-------- Material for the task --------
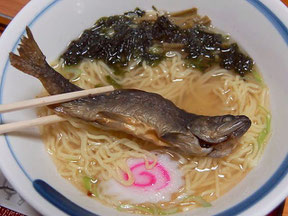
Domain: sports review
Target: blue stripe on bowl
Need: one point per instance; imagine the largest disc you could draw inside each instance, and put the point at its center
(61, 202)
(58, 200)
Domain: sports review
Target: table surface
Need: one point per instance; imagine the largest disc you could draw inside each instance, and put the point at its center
(10, 8)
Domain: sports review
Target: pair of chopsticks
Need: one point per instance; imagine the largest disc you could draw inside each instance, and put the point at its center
(44, 101)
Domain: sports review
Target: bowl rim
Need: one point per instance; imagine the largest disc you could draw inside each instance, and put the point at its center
(280, 177)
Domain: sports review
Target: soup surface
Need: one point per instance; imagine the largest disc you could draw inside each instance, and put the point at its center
(110, 165)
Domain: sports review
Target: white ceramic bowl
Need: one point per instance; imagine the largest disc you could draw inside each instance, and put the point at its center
(259, 26)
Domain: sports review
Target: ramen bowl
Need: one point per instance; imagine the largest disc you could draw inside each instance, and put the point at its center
(259, 26)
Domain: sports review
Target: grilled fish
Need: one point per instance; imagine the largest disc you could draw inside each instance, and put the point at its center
(143, 114)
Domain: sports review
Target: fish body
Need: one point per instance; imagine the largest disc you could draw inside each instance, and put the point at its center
(144, 114)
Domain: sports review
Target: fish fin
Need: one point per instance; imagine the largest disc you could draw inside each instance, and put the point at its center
(30, 60)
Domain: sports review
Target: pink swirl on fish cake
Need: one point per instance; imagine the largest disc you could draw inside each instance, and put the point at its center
(155, 179)
(150, 185)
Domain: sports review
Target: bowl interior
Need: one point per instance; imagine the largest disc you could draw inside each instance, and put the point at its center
(55, 23)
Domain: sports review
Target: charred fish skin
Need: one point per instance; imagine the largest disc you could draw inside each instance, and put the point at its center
(127, 110)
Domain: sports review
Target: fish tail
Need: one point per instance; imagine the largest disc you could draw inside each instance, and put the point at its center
(32, 61)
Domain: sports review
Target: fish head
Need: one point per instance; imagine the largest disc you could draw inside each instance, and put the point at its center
(217, 129)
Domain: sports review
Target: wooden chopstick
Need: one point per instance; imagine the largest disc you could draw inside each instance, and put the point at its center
(54, 99)
(9, 127)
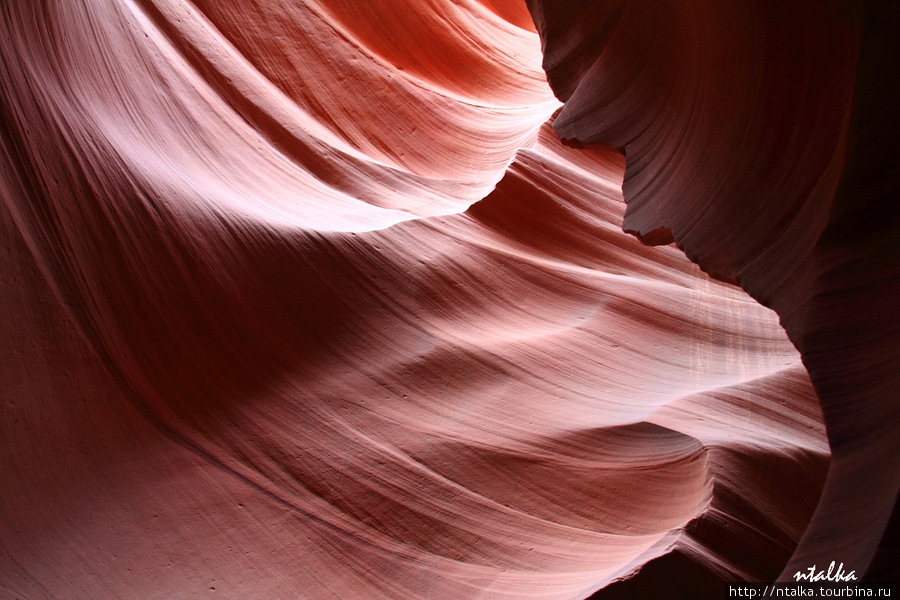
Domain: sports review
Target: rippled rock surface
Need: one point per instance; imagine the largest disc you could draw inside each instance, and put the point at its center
(308, 299)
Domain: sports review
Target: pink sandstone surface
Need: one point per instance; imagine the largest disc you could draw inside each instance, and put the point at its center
(310, 300)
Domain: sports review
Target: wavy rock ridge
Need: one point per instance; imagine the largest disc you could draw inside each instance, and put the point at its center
(308, 300)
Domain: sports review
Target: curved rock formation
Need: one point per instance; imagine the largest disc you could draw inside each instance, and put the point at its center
(308, 300)
(755, 136)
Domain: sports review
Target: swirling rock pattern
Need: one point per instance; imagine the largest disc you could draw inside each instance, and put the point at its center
(308, 300)
(756, 138)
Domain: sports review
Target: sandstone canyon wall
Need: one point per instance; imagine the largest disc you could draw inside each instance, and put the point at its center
(308, 299)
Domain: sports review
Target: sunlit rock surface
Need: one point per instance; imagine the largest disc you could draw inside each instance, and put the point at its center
(307, 300)
(759, 137)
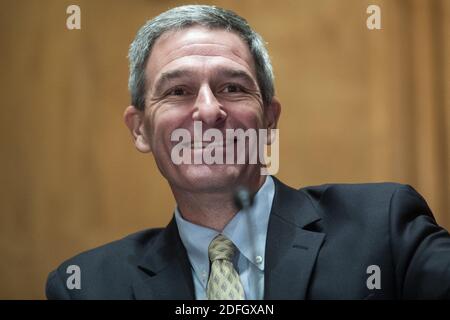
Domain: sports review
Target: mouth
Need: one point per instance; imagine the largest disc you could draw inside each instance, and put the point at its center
(199, 145)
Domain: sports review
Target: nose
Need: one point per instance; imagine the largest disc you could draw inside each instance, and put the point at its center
(207, 108)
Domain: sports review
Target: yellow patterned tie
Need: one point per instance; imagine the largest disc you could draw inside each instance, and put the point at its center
(224, 282)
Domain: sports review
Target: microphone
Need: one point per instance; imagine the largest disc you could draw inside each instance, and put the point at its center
(242, 198)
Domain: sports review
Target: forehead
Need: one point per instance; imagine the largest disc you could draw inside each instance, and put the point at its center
(175, 49)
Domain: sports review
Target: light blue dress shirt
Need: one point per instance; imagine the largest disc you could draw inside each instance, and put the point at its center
(247, 230)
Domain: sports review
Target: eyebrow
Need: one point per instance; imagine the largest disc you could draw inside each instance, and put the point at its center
(167, 77)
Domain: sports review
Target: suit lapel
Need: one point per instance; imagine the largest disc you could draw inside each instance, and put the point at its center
(166, 269)
(291, 250)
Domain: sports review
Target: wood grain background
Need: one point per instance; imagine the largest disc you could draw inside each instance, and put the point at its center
(358, 106)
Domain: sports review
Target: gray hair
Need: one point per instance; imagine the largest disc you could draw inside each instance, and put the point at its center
(183, 17)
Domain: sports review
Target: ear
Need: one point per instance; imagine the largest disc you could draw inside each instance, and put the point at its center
(134, 119)
(272, 114)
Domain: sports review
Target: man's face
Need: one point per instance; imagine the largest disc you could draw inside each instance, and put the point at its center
(198, 74)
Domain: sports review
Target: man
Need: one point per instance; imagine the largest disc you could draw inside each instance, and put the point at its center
(202, 64)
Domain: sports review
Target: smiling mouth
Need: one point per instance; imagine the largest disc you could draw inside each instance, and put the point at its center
(198, 145)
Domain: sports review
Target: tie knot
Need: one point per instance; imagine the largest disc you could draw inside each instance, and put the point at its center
(221, 248)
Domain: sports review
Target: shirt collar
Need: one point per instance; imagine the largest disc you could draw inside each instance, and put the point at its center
(247, 230)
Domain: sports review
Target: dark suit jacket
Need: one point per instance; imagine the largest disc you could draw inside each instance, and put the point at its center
(320, 242)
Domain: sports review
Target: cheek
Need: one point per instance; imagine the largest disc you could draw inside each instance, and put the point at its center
(161, 124)
(250, 115)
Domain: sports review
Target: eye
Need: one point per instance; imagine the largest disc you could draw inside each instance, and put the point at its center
(177, 92)
(232, 88)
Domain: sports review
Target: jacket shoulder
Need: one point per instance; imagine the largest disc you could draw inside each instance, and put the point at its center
(100, 267)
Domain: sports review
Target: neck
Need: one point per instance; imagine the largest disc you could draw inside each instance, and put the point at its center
(211, 209)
--------
What is being asked: Without the pictures, repeat all the records word for word.

Solution to this task:
Domain: sports review
Target: blue stripe on bowl
Need: one point per instance; imagine the largest disc you could draw inside each instance, and put the point at its center
(61, 202)
(58, 200)
Domain: sports review
Target: table surface
Need: one point per instance; imagine the largest disc you could draw inside each instance, and put the point at its center
(10, 8)
Domain: sports review
Target: pair of chopsticks
Need: one point per instance; imagine the largest disc you could draw inside each instance, and put the point at its center
(44, 101)
Domain: sports review
Target: bowl rim
Need: one point per instance; imagine the largest disc you could draw inside each instance, and put the point at its center
(280, 177)
Domain: sports review
Target: soup surface
Need: one point per instance; imagine the largest disc you could draw inside each instance, and put the point at its center
(110, 165)
Domain: sports review
Target: white ceramic bowl
Need: one point per instance; imagine the largest disc you could draw inside each instance, and put the point at its center
(259, 26)
Domain: sports review
Target: ramen bowl
Need: one point per instance; imagine the largest disc you could draw inside each instance, and put the point at its center
(259, 26)
Domain: sports review
Target: grilled fish
Need: one point per instance; imagine the largest disc you could draw inside each instance, and put the point at its center
(143, 114)
Domain: sports review
Target: fish body
Need: one point per instance; imagine the largest disc you could draw inside each instance, and put the point at its center
(144, 114)
Domain: sports review
Target: fish fin
Need: one point per instance; imagine the largest disc you could draw inside each instance, and put the point at its center
(30, 60)
Domain: sports review
Target: pink swirl on fish cake
Need: one point per instance; imagine the largest disc you could draw inside each instance, and put the point at its center
(155, 179)
(150, 185)
Domain: sports review
Target: bowl interior
Need: one point per instance; imagine the largest disc you could draw inside each instance, and put the point at its center
(55, 23)
Domain: sports review
Target: charred fish skin
Need: one point per instance; imagine the largest disc you could draw inside each instance, and put the point at its center
(127, 110)
Domain: sports review
Target: fish tail
Need: one point per instance; imagine the largest disc you could draw inside each instance, and put the point at its center
(32, 61)
Domain: sports review
Target: fish head
Need: one point per instance; imagine the largest disc you could draw inside each instance, and put the point at its center
(217, 129)
Domain: sports review
Target: wooden chopstick
Need: one point per instance; imagine the largest disc you could draw inside each instance, and put the point at its center
(54, 99)
(9, 127)
Domain: sports review
Target: rippled rock surface
Need: one point per instance; imagine the largest disc you could draw inside each instance, and put the point at its center
(308, 299)
Domain: sports review
Target: pink sandstone surface
Need: one point per instance; imagine the largest disc you could draw inside each instance, and put the point at its center
(310, 300)
Domain: sports review
Target: wavy rock ridge
Need: one point per instance; imagine the largest disc you could draw inside each instance, and put the point at its center
(308, 300)
Domain: sports review
Target: curved rock formation
Need: one point per instance; imagine the largest disc you could draw inside each instance, and put the point at its center
(308, 300)
(755, 136)
Domain: sports review
Target: swirling rock pattern
Need: one point per instance; imagine the largest disc you could draw inside each instance, and put the point at its center
(308, 300)
(756, 138)
Domain: sports review
Target: sandstone canyon wall
Need: one point per instance; imagine the largest disc you could draw inside each instance, and put the point at its center
(308, 299)
Domain: sports review
Target: sunlit rock surface
Need: one point per instance; imagine the largest disc you could draw inside each instance, and put the point at its center
(307, 300)
(759, 137)
Domain: sports review
Target: mouth
Need: one point per instance; imagine the largest disc you could draw inside each instance, and put the point at its center
(199, 145)
Domain: sports review
Target: nose
Need: one point per instance; imagine the largest disc you could draw inside each instance, and put the point at its center
(207, 108)
Domain: sports review
Target: yellow patterned tie
Need: one point per instance; imagine the largest disc you could draw inside each instance, and put the point at its center
(224, 282)
Domain: sports review
Target: microphone
Need: one point per instance; imagine the largest disc you could draw inside each instance, and put the point at its center
(242, 198)
Domain: sports review
Target: forehead
Need: one point per instance; imagine the largest disc you could draw inside each instance, and put the point at its center
(175, 49)
Domain: sports review
Target: light blue dress shirt
Need: one point per instance; imagine the largest disc you could draw inside each instance, and put the point at its center
(247, 230)
Domain: sports review
Target: eyebrow
Need: one point per instance; imagine the largest disc you could draw inside each instance, and put the point at its center
(167, 77)
Domain: sports review
Target: suit lapel
Need: one point per instance; imagine the largest disc you could draw inside each instance, and put the point at its center
(166, 269)
(291, 250)
Domain: sports review
Target: wood grain background
Need: one point per instance; imagine the largest disc you could draw inside each instance, and put the point at its center
(358, 106)
Domain: sports review
Target: gray hair
Need: one point per instance; imagine the largest disc you could draw inside each instance, and put the point at its center
(183, 17)
Domain: sports review
Target: ear
Need: one point per instance; imagine the largest disc you could draw inside each instance, and put the point at its center
(134, 119)
(272, 114)
Domain: sports review
Target: man's face
Need: one point per instance; imagine the largest disc you could draw inside each instance, and put the point at its center
(198, 74)
Domain: sports review
Target: man
Need: one point per instance; imagine the largest disc you could draw inside each instance, and put the point at its center
(202, 64)
Domain: sports review
Target: smiling mouth
Need: one point per instance; imagine the largest disc you could draw inside each instance, and put the point at its center
(198, 145)
Domain: sports review
Target: tie knot
Need: one point per instance; imagine the largest disc you could draw inside each instance, and put the point at its center
(221, 248)
Domain: sports review
Target: shirt collar
Need: one point per instance; imagine the largest disc you could draw inside each instance, and put the point at its center
(247, 230)
Domain: sports review
Target: dark suit jacket
Need: one point per instance; imagine the largest disc you could draw inside each instance, and put the point at its center
(320, 242)
Domain: sports review
Target: cheek
Need: one point per instance; imagine the largest disc you could draw inside each instance, and put the point at its center
(161, 124)
(250, 115)
Domain: sports review
Target: eye
Need: one point per instance; imagine the largest disc you could draw inside each instance, and put the point at its center
(177, 92)
(232, 88)
Domain: sports review
Target: jacket shoulder
Need: one point per instance; imagine the largest disc you could draw inside each instance, and put the point at its center
(100, 267)
Domain: sports review
Target: neck
Need: one point per instance; imagine the largest disc you could draw inside each instance, and put the point at its center
(211, 209)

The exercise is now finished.